ACTIVITY:
Repeat the entries exactly as they stand.

DATA FOR THIS TASK:

▬▬▬

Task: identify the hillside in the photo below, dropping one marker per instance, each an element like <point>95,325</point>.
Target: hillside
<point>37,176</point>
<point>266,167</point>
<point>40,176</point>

▬▬▬

YOUR RESPONSE:
Task: identify the hillside in the photo below, dropping one marker per instance, each an element like <point>95,325</point>.
Target: hillside
<point>37,176</point>
<point>266,167</point>
<point>40,176</point>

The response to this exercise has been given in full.